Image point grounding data
┌────────

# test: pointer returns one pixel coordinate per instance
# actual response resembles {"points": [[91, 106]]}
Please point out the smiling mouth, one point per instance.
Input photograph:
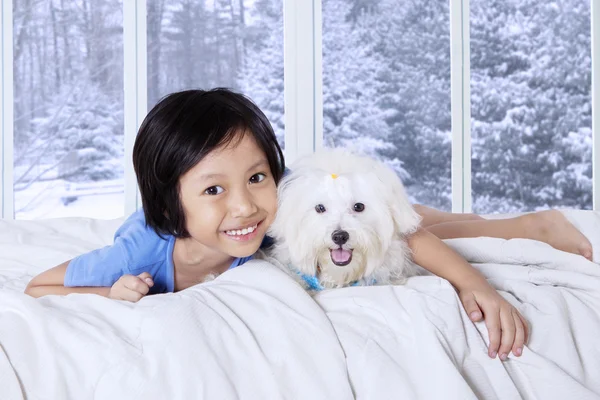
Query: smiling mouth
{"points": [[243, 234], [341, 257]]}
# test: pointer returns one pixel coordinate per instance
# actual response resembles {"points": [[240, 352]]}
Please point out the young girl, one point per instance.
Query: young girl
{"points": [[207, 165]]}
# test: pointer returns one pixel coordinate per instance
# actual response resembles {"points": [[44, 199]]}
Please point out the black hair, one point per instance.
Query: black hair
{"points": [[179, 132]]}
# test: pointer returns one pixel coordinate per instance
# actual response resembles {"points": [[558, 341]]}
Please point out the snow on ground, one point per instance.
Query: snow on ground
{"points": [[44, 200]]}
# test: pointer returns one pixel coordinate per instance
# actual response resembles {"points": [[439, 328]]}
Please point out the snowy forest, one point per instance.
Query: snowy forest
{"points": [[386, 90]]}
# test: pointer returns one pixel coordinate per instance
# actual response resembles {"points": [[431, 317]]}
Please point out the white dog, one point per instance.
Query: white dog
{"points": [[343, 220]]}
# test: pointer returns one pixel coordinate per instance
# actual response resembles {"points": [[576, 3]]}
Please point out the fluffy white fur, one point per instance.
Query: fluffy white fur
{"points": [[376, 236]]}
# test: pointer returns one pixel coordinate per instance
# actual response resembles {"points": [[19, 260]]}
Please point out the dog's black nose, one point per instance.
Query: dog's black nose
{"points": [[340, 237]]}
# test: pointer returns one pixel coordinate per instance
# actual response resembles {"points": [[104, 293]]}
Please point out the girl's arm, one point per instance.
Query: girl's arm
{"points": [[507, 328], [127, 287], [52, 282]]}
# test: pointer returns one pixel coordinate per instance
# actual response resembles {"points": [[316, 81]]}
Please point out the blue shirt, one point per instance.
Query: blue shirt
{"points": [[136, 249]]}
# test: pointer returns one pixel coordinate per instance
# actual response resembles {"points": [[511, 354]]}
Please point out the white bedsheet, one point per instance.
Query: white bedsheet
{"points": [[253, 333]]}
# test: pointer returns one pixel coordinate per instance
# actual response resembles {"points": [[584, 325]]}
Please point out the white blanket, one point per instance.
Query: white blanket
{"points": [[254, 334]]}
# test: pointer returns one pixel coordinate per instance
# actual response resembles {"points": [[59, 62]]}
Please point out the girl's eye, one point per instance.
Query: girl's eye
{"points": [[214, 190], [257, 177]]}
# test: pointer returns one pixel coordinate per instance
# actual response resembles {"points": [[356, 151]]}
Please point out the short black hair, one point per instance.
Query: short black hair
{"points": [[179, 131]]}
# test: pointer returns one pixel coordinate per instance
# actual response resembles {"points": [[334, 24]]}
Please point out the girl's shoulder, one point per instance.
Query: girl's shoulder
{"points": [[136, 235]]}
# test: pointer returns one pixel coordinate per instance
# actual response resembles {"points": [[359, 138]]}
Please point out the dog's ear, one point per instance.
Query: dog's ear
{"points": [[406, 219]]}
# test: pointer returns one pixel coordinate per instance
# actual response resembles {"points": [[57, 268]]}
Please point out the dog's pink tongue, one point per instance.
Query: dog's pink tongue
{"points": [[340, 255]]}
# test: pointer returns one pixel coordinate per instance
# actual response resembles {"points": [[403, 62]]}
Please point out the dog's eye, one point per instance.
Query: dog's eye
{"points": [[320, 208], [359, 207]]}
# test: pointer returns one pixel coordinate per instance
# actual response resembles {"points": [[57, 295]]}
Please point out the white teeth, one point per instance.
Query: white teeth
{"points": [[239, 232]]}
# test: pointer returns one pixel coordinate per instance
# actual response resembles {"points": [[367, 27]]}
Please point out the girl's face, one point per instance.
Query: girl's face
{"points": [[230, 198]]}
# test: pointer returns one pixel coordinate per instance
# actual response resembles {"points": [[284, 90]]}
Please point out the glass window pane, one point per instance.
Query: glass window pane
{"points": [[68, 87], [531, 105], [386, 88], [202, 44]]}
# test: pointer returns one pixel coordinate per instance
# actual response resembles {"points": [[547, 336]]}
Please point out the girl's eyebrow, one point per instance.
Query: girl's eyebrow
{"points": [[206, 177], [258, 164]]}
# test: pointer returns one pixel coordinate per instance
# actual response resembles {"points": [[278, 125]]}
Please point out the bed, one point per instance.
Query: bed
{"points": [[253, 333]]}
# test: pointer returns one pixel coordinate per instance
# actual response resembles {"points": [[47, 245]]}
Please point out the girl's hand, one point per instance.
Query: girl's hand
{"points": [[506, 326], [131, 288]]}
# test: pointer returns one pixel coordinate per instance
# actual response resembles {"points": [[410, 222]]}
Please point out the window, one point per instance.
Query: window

└────────

The reply should hold every line of the records unchanged and no pictures.

Result of the task
# test: pointer returns one pixel coordinate per instance
# actual response resembles {"points": [[91, 106]]}
Please point out the smiling mouth, one point per instance.
Input photograph:
Query: smiling mouth
{"points": [[243, 234], [341, 257]]}
# test: pointer returns one pixel coordinate per instance
# actual response resembles {"points": [[240, 352]]}
Please point out the young girl, one point per instance.
Query: young girl
{"points": [[207, 165]]}
# test: pointer returns one pixel coordinate per instance
# actual response resembles {"points": [[44, 199]]}
Please point out the black hair, one point per instance.
Query: black hair
{"points": [[179, 132]]}
# test: pointer returns one pixel coordinate per instance
# actual response resembles {"points": [[558, 341]]}
Please point out the snow on ground, one point per instance.
Query: snow on ground
{"points": [[44, 200]]}
# test: pointer returns one pixel coordinate per instance
# actual response resembles {"points": [[439, 328]]}
Please point out the snowy forest, one point per instance.
Query: snowy forest
{"points": [[386, 90]]}
# test: pointer returns one pixel coordinate per instance
# actual response resembles {"points": [[431, 317]]}
Please point out the white dog, one point per instance.
Query: white dog
{"points": [[343, 220]]}
# test: pointer returns one pixel coordinate per instance
# actual response resembles {"points": [[576, 3]]}
Please point out the fluffy white fur, one point per instance.
Query: fluffy white fur
{"points": [[376, 236]]}
# test: pointer returns one pixel coordinate per instance
# actual response resembles {"points": [[19, 260]]}
Please point out the dog's black nose, one point per instance.
Query: dog's black nose
{"points": [[340, 237]]}
# test: pointer returns one pixel coordinate per instance
# actual response resembles {"points": [[104, 293]]}
Please point out the girl's arm, one point per instance.
Query: girl's arm
{"points": [[507, 328], [127, 287], [52, 282]]}
# test: pointer returns one pixel coordinate per instance
# actual response resembles {"points": [[316, 81]]}
Please point out the blue shirt, one point per instance.
Query: blue shirt
{"points": [[136, 249]]}
# test: pointer returns one pixel coordinate per instance
# actual response resembles {"points": [[511, 354]]}
Please point out the white bedsheet, one point per instance.
Query: white bedsheet
{"points": [[253, 333]]}
# test: pointer returns one pixel coordinate per instance
# actual response resembles {"points": [[584, 325]]}
Please point out the white blanket, one point per instance.
Query: white blanket
{"points": [[254, 334]]}
# test: pointer returns one pixel coordinate per instance
# actual response resembles {"points": [[59, 62]]}
Please point out the girl's eye, one point per instance.
Query: girl's eye
{"points": [[214, 190], [257, 177]]}
# test: pointer returns one pixel coordinate per instance
# actual response resembles {"points": [[356, 151]]}
Please point out the short black hair, one point per instance.
Query: short black hair
{"points": [[179, 131]]}
# test: pointer returns one pixel coordinate per instance
# actual response resembles {"points": [[334, 24]]}
Please point out the girl's shoulder, one point per instance.
Query: girl's shoulder
{"points": [[136, 235]]}
# test: pointer returns one pixel coordinate per instance
# actual response resembles {"points": [[359, 138]]}
Please point out the dog's ear, one point per instance.
Query: dog's ear
{"points": [[406, 219]]}
# test: pointer returns one pixel coordinate per instance
# actual response resembles {"points": [[57, 268]]}
Please point out the dog's pink tongue, one point per instance.
Query: dog's pink tongue
{"points": [[340, 255]]}
# test: pointer returns one pixel coordinate per instance
# actual response resembles {"points": [[403, 62]]}
Please point out the dog's eye, one point per instance.
Query: dog's eye
{"points": [[320, 208], [359, 207]]}
# test: pointer returns one pixel coordinate per instance
# actual response resembles {"points": [[57, 295]]}
Please point out the white teeth, one point per instance.
Query: white teeth
{"points": [[239, 232]]}
# test: pointer returns one pixel coordinate per instance
# actual response resembles {"points": [[367, 27]]}
Please point out the girl's face, one point per instance.
Query: girl's face
{"points": [[230, 198]]}
# test: pointer returns one pixel coordinate per instance
# actual response resembles {"points": [[284, 90]]}
Please point out the glass window pane, one point per instance.
Query: glass window pane
{"points": [[68, 87], [531, 105], [386, 88], [202, 44]]}
# test: pointer returns one pixel coordinate per instance
# actual response resembles {"points": [[547, 336]]}
Please point out the girl's eyebrow, one point per instance.
Query: girl's eyebrow
{"points": [[206, 177], [258, 164]]}
# test: pointer returns one pixel coordinate per instance
# actual response resembles {"points": [[278, 125]]}
Please point out the bed, one point per instance.
Query: bed
{"points": [[253, 333]]}
# test: pointer returns one pixel coordinate per instance
# actual response resembles {"points": [[47, 245]]}
Please point out the girl's hand, one point per instance.
Query: girl's hand
{"points": [[506, 326], [131, 288]]}
# test: pointer returns one pixel coordinate per instance
# actual response resembles {"points": [[410, 222]]}
Please point out the window, one point per instance.
Query: window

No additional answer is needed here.